### [Problem to solve]
Retype every line below precisely as it appears.

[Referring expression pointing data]
************

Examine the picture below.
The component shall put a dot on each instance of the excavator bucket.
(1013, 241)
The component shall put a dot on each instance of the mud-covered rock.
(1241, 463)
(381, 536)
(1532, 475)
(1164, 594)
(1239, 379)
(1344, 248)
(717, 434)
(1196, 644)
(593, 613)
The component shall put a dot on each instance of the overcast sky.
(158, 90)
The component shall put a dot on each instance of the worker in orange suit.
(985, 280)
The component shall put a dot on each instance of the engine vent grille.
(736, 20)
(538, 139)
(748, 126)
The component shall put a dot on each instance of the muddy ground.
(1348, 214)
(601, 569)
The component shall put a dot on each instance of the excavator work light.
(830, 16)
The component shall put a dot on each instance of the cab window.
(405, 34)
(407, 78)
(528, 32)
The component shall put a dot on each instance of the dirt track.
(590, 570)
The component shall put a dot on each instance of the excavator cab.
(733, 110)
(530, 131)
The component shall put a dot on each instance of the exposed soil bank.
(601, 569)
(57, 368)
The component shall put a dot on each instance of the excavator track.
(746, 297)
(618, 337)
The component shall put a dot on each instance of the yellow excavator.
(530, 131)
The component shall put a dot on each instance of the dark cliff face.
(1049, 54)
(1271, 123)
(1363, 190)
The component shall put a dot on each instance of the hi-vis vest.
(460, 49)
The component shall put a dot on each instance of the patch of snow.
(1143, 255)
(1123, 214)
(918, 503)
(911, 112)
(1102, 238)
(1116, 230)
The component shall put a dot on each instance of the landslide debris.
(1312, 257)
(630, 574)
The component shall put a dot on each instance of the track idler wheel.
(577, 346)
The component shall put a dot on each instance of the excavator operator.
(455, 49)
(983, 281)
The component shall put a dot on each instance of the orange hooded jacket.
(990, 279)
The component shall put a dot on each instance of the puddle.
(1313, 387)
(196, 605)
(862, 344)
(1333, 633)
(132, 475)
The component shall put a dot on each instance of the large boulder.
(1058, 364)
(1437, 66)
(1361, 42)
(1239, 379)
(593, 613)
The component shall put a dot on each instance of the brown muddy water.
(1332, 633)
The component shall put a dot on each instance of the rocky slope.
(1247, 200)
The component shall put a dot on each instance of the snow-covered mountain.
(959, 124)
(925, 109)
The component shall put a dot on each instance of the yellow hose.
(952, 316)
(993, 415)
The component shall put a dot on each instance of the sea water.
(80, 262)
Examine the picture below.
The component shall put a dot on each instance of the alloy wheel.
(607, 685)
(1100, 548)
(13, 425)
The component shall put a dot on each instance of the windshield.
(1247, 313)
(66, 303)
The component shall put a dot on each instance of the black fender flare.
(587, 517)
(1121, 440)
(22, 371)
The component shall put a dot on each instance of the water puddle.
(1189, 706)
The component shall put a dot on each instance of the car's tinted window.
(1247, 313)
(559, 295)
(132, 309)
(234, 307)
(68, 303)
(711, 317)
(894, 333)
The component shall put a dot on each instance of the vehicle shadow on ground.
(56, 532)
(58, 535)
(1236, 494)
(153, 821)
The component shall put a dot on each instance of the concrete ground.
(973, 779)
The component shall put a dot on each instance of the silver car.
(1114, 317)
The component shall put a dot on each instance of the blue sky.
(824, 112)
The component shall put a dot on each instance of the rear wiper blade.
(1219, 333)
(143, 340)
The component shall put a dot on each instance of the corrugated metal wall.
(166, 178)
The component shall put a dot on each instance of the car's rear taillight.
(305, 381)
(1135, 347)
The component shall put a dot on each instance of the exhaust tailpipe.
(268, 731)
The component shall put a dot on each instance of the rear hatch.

************

### [Expected output]
Examine the picture below.
The component shall put a dot on each instance of the excavator bucket.
(1013, 241)
The component shall put a dot on each instance of the mud-covered rock.
(1241, 463)
(381, 536)
(1532, 475)
(1164, 594)
(1239, 379)
(1344, 248)
(717, 434)
(1196, 644)
(593, 613)
The component shall put a dot on each instance of the overcast sky.
(158, 90)
The component shall put a dot on each instance of the worker in orange suit.
(985, 280)
The component shall put a dot on each instance of the engine vent grille.
(736, 20)
(538, 139)
(748, 126)
The component shall put a dot on each instance of the muddy ground.
(1348, 214)
(601, 569)
The component shall put a dot on each instance of the excavator work light.
(830, 16)
The component shall put a dot on each instance of the cab window.
(405, 34)
(407, 78)
(528, 32)
The component shall put a dot on each instance of the dirt track.
(590, 570)
The component shall put a dot on each instance of the excavator cab.
(733, 110)
(530, 131)
The component shall put a dot on each instance of the exposed soil bank.
(601, 569)
(57, 368)
The component shall put a dot on each instance of the excavator track.
(746, 297)
(618, 337)
The component shall put a dot on each instance of the yellow excavator.
(530, 131)
The component shall put a dot on each instance of the dark cliff face.
(1049, 54)
(1271, 123)
(1363, 190)
The component shall put a dot on each instance of the hi-vis vest.
(460, 49)
The component shall put a dot on each instance of the patch of snow.
(1143, 255)
(1123, 214)
(918, 503)
(911, 112)
(1102, 238)
(1116, 230)
The component shall put a dot on each instance of the landslide debris.
(1312, 257)
(630, 574)
The component shall put a dot on each instance of the track idler wheel.
(577, 346)
The component shall put a dot on each instance of the excavator operator.
(455, 49)
(983, 281)
The component shall put a dot on each instance of the orange hooded jacket.
(990, 279)
The component shall put a dot on each instance of the puddle.
(1313, 387)
(196, 605)
(862, 344)
(1333, 633)
(132, 475)
The component shall put a dot on each instance of the large boulder.
(1058, 364)
(1437, 66)
(1361, 42)
(1239, 379)
(593, 613)
The component shall put a dot on each instance of the brown muddy water.
(1332, 633)
The component shall put a dot on each instance of the rocky slope.
(1247, 200)
The component shall put a dot on each instance of the snow-covered mountain.
(959, 124)
(925, 109)
The component shall put a dot on each instance of the yellow hose.
(952, 316)
(993, 415)
The component shall put a dot on each instance of the sea water.
(80, 262)
Examine the picture below.
The component shall put a dot on each instance of the alloy wheel.
(607, 685)
(1100, 548)
(13, 425)
The component shall put a dot on each instance of the windshield.
(1247, 313)
(66, 303)
The component shall put a dot on each instance of the black fender flare.
(587, 517)
(1121, 440)
(22, 371)
The component shall put a dot on each instance of the water puddle.
(1189, 706)
The component shall put a dot on each instance of the car's tinted window.
(1247, 313)
(559, 295)
(132, 309)
(234, 307)
(68, 303)
(711, 317)
(894, 333)
The component shall put a dot on each instance of the vehicle shadow on ground.
(56, 532)
(58, 535)
(1236, 494)
(153, 821)
The component shall put a dot on each instance of the concrete ground.
(973, 779)
The component shall put a dot on each instance of the silver car.
(1114, 317)
The component shall put a dot on each instance of the blue sky.
(824, 112)
The component shall put a dot on each instance of the rear wiper blade.
(1219, 333)
(143, 340)
The component shall put a dot on each instance of the corrugated metal wall.
(166, 178)
The component shall put a dot on each instance of the car's rear taillight.
(305, 381)
(1135, 347)
The component shall put a dot on each instance of the exhaust tailpipe.
(268, 731)
The component shall put a dot on each instance of the rear hatch.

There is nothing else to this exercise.